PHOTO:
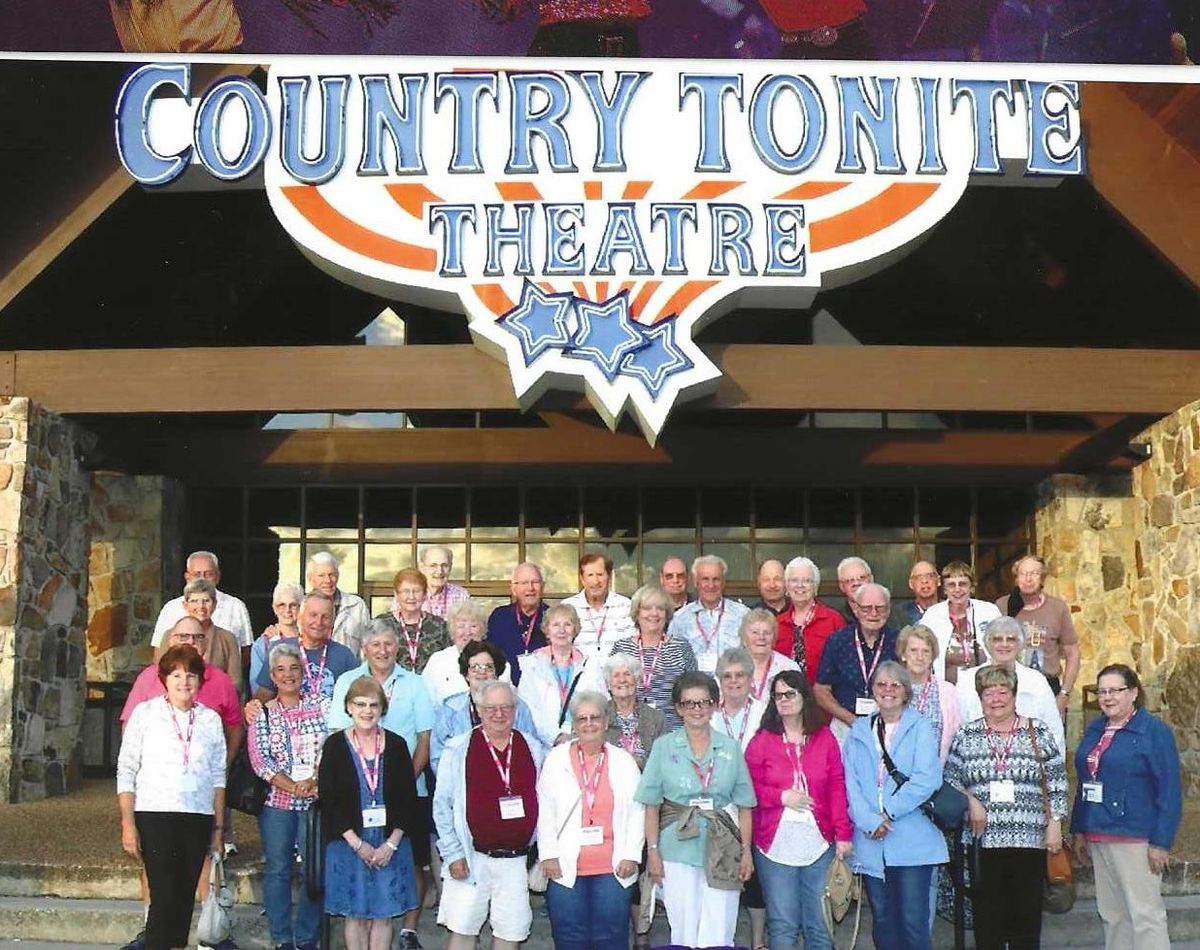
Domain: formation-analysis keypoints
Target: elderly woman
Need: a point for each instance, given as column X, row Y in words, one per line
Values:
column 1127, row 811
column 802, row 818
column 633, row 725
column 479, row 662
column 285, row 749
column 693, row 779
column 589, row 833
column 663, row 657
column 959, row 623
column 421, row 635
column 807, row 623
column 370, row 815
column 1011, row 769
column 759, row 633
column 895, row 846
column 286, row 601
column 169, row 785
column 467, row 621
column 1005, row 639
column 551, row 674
******
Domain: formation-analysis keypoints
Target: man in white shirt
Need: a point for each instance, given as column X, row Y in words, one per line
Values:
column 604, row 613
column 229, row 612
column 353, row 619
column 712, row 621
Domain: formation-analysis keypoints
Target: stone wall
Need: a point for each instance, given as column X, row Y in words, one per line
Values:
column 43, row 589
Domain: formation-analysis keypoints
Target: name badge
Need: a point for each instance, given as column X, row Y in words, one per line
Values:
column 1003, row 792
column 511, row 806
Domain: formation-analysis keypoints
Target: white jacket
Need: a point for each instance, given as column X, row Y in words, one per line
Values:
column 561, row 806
******
• [GOAL] Pull out every line of the data above that contains the string "Target". Treat uppercase and lowercase letters as different.

• [RESULT OF THIS TASK]
Target: elderly woman
Target: man in white shirt
Target: stone wall
Target: name badge
Target: white jacket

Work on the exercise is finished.